* [課題の目的]
提示された文章によると、通信制独立校「北海道有朋高等学校」として開校したのは何年ですか。

通信制課程、単位制課程においては生涯学習を目的とした「一部科目履修」(聴講制度)があり、正規の教育活動に支障のない範囲で卒業を目的としない社会人等の履修が許されている。
校名
[編集]校名は孔子の言行録である『論語』の同志・朋友を得る楽しみを説く一節である
子曰、学而時習之、不亦説乎、有朋自遠方来、不亦楽乎、人不知而不慍、不亦君子乎。 — 孔子、『論語』学而
に由来し、多くの北海道立高校の校名が地名を冠する中、通信制高校の特性を考慮して地名を冠しない校名となっている。
沿革
[編集]- 1948年 - 北海道立札幌第一高等学校に通信教育部が設置される。
- 1950年 - 校名を北海道札幌南高等学校と改称。
- 1953年 - 北海道北見北斗高等学校通信制教育部を統合。
- 1967年 - 通信制独立校「北海道有朋高等学校」として開校。校舎は引き続き北海道札幌南高等学校の一部を使用。
- 1970年 - 苫小牧高等商業学校と北見商科高等専修学校を技能教育施設として指定。
- 1974年 - 開校記念日を「2月3日」と制定。

* [与えられたデータ]

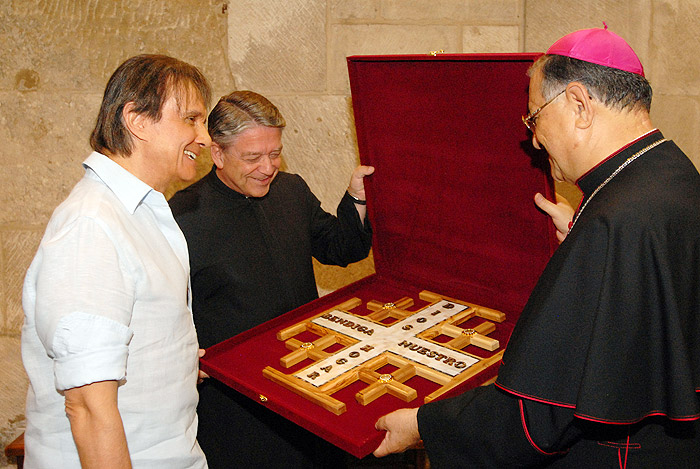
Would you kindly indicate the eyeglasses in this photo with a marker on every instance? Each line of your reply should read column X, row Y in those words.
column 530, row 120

==

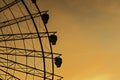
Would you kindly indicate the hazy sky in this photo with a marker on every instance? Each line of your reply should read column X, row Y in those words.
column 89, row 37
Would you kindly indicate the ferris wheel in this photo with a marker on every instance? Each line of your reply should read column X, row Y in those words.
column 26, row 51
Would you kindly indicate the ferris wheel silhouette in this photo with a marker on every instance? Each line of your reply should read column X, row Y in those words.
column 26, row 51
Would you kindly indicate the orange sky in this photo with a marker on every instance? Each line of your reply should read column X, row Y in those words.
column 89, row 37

* [課題の結果]
1967年に開校しました。